> _Problem statement_
List every line in the entries below that contains the word "building".
━━━━━ Supplied data ━━━━━
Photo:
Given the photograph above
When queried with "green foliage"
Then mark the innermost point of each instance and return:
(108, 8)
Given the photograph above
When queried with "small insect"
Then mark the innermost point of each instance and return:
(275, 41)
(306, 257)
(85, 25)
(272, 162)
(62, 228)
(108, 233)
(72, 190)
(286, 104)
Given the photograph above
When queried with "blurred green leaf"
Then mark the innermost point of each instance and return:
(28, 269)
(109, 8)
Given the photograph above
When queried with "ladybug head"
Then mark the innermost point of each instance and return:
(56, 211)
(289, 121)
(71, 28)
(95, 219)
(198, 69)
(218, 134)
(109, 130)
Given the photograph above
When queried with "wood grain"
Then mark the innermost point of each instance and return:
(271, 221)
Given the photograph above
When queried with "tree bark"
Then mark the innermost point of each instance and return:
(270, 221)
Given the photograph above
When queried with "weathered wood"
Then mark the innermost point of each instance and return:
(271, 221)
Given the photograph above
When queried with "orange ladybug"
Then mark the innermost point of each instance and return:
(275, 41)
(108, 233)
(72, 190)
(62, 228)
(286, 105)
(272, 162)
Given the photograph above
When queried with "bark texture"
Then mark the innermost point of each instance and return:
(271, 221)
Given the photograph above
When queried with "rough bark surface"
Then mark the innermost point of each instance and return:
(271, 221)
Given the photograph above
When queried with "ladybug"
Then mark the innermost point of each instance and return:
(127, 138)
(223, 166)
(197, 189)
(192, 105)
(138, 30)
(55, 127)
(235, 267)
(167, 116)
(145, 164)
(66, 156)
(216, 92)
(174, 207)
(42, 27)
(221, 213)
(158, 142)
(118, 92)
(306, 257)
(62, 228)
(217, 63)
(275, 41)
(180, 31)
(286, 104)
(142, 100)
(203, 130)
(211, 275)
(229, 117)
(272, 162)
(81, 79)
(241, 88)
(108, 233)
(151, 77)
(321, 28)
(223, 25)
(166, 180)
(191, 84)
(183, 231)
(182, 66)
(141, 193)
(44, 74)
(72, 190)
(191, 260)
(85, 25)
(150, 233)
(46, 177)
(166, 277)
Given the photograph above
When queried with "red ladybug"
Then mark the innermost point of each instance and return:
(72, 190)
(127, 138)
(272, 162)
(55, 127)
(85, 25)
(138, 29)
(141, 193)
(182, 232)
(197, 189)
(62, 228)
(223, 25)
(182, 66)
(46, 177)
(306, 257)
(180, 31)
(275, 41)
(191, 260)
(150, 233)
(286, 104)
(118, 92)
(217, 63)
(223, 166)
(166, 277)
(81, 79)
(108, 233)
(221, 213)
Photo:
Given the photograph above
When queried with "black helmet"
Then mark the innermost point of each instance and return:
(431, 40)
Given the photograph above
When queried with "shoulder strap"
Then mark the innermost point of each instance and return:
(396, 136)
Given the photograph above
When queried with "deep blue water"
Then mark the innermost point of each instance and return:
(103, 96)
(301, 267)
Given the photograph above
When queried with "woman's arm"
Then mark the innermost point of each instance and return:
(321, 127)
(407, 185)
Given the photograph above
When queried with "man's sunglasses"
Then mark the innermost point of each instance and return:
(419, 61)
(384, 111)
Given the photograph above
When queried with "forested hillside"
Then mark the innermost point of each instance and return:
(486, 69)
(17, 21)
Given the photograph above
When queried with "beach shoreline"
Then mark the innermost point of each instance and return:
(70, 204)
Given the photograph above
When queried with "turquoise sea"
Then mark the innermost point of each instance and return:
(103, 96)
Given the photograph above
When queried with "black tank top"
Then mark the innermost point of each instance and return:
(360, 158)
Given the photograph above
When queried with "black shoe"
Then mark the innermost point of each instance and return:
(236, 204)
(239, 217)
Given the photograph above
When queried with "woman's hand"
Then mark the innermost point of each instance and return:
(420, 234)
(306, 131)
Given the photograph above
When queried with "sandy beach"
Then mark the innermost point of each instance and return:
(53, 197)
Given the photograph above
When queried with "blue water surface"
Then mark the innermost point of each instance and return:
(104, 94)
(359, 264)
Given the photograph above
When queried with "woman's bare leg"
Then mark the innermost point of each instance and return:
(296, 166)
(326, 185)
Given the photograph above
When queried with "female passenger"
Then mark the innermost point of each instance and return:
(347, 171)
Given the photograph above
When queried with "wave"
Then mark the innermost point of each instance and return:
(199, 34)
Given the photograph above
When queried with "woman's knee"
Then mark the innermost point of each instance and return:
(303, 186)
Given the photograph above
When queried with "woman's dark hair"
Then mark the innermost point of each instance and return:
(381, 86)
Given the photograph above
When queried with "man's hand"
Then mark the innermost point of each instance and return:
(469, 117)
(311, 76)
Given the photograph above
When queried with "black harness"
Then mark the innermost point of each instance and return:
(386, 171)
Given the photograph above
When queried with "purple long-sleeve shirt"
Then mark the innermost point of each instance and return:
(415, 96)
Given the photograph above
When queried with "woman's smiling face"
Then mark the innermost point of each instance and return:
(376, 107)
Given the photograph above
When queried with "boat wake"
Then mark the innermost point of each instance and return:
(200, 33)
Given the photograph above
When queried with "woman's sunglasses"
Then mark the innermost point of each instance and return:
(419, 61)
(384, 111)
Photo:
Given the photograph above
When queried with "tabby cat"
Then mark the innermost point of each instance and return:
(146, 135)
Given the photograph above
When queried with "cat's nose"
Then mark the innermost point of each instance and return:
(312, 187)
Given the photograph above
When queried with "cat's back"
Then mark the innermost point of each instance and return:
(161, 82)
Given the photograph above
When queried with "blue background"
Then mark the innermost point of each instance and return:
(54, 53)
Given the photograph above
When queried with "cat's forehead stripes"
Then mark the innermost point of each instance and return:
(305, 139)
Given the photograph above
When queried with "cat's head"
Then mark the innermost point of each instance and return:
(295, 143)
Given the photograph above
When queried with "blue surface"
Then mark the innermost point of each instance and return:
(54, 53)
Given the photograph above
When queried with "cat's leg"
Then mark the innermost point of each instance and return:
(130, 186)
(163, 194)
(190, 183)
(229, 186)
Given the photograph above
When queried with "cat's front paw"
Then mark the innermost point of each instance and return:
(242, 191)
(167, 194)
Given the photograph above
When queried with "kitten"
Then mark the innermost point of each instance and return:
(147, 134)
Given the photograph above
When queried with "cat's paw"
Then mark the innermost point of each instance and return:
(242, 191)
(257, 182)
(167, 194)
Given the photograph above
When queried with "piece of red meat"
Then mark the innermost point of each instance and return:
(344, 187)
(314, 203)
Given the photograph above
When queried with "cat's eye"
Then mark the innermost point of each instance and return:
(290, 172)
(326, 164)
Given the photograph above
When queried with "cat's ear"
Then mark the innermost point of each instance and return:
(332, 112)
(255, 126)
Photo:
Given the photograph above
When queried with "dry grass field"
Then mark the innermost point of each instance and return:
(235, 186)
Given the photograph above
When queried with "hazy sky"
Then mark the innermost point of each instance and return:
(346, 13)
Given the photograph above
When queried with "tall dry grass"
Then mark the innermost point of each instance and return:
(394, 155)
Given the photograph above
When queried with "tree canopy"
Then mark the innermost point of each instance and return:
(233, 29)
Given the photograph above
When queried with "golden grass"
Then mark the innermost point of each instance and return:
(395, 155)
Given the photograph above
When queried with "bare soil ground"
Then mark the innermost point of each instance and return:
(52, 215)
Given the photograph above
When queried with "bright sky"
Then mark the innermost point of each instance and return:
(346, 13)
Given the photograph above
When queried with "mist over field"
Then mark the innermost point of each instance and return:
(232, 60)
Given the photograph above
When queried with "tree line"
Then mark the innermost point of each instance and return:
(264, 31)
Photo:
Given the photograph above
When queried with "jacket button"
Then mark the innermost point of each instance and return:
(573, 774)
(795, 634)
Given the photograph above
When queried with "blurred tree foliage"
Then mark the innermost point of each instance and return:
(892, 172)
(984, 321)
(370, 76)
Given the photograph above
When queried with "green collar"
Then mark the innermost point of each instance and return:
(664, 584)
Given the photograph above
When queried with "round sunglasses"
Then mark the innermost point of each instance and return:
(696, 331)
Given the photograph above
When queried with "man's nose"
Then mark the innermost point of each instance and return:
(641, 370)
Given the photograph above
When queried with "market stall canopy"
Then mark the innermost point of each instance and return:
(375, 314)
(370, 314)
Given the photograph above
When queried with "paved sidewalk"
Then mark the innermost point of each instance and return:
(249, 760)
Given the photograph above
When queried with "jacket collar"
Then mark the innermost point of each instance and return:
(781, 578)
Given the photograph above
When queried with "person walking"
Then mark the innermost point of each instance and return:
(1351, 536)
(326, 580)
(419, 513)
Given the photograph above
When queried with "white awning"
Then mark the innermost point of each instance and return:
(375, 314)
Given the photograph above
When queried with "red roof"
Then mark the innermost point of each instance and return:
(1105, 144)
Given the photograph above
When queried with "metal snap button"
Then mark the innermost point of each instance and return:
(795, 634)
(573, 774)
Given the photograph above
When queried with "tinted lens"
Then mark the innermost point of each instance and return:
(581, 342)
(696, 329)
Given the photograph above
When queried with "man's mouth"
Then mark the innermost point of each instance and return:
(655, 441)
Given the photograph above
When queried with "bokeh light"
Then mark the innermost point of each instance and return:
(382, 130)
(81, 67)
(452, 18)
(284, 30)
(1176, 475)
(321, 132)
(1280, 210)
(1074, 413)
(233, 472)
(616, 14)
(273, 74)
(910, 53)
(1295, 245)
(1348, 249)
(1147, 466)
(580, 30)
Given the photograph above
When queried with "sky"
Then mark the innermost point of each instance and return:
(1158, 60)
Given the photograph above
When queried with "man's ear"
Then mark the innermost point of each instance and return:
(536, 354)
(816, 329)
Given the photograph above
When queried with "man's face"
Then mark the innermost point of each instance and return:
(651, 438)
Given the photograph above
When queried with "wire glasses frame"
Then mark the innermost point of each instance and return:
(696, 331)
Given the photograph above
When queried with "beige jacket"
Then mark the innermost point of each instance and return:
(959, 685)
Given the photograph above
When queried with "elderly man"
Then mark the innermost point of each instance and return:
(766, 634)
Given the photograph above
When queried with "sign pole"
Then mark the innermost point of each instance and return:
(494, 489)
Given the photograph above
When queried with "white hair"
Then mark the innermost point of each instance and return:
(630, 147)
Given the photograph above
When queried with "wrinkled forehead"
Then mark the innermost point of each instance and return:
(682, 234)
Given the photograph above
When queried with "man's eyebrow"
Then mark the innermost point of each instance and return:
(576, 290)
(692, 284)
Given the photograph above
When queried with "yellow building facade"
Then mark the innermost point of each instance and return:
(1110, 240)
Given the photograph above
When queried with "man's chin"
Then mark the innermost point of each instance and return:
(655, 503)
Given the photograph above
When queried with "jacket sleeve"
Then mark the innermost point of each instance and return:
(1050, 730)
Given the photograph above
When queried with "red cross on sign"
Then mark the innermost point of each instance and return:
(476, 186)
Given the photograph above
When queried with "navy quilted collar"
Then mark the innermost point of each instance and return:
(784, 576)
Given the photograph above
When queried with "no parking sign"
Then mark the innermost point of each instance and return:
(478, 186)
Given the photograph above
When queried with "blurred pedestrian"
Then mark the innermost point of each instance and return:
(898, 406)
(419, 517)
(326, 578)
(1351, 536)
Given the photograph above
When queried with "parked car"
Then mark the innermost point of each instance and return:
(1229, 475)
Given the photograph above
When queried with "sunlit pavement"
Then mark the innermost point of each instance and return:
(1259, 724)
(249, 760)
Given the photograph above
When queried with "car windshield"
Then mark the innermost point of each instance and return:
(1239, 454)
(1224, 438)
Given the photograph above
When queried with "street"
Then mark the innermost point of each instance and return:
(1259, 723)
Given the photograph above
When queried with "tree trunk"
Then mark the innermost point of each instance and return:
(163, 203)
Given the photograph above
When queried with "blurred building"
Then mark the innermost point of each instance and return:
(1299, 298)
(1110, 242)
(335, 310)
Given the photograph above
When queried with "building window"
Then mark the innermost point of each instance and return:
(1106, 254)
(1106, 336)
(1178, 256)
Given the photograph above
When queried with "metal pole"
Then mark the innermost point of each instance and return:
━━━━━
> _Correct response_
When queried with "yellow building facade"
When queried with "blurred building"
When queried with "building window"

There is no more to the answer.